- [Task to carry out] Extract from the entries below, exactly as given, only the lines from the line containing "box: [297, 227, 365, 238]" to the line containing "box: [7, 60, 109, 290]", both lines included.

- [Supplied records]
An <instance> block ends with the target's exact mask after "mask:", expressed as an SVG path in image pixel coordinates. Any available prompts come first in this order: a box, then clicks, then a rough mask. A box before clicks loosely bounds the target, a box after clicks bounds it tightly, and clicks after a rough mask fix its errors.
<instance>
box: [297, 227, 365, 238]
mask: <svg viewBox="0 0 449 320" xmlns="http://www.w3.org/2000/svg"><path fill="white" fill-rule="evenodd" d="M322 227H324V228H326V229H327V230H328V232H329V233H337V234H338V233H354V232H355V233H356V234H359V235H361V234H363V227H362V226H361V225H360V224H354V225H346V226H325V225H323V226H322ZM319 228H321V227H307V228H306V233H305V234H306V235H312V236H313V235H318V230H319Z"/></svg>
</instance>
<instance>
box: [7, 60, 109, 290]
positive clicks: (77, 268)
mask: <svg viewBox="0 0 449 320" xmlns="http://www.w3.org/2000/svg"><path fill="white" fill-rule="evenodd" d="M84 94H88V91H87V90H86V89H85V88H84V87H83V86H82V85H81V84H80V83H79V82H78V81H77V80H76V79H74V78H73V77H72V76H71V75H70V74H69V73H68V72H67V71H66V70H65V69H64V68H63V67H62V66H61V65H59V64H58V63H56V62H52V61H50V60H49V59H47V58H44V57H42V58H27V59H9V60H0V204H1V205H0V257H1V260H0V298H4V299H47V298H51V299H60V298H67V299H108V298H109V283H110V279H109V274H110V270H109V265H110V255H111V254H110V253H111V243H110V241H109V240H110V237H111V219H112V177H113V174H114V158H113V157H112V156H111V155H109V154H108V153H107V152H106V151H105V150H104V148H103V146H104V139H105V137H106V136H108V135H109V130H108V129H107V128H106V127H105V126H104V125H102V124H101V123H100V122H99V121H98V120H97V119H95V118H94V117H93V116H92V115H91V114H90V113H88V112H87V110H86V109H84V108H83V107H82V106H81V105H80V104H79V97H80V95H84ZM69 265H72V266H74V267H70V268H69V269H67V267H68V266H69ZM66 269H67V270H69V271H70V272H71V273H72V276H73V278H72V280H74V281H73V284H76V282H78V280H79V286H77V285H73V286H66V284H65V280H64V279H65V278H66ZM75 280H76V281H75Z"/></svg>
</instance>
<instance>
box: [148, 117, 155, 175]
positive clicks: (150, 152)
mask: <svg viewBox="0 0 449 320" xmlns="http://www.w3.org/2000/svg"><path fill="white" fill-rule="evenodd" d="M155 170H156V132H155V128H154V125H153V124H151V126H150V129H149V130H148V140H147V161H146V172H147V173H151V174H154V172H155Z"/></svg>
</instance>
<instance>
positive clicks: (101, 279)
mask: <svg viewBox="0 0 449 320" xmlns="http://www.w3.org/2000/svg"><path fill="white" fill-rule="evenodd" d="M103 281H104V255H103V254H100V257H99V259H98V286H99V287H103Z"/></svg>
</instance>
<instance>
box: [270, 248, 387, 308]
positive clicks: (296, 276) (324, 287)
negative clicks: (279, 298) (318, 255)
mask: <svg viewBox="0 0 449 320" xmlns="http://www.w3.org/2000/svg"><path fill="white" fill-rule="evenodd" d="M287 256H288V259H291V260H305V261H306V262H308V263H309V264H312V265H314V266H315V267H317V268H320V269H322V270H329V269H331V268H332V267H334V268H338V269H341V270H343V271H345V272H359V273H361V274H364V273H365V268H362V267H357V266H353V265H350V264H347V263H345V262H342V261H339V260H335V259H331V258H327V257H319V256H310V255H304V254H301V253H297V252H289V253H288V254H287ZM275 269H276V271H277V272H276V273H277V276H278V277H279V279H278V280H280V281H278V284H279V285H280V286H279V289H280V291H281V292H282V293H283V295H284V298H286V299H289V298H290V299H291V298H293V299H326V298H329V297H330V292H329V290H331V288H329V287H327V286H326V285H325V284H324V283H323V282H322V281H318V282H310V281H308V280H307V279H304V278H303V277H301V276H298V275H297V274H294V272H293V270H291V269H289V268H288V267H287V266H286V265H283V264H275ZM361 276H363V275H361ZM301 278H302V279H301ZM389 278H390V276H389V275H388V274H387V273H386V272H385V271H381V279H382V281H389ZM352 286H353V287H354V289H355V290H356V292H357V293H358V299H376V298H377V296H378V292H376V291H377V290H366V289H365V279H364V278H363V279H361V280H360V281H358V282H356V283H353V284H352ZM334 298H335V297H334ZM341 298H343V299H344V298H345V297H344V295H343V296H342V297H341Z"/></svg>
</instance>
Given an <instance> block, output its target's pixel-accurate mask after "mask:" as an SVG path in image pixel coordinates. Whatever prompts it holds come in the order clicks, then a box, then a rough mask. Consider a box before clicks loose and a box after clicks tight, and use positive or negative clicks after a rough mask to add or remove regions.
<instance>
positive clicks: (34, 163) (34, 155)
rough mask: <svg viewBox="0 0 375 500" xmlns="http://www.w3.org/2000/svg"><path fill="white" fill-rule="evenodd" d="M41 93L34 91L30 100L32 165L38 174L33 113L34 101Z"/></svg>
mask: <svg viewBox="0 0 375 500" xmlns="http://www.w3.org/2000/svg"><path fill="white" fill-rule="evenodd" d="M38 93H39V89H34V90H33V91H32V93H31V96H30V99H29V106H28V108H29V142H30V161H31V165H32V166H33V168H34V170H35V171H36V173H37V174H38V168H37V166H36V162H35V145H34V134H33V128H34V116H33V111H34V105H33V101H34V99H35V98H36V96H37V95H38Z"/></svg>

- [Response]
box: [297, 227, 365, 238]
mask: <svg viewBox="0 0 449 320" xmlns="http://www.w3.org/2000/svg"><path fill="white" fill-rule="evenodd" d="M322 227H324V228H326V229H327V230H328V232H329V233H337V234H338V233H354V232H355V233H356V234H359V235H361V234H363V227H362V226H361V225H360V224H354V225H346V226H325V225H323V226H322ZM319 228H321V227H307V228H306V233H305V234H306V235H312V236H313V235H318V230H319Z"/></svg>
</instance>
<instance>
box: [7, 60, 109, 290]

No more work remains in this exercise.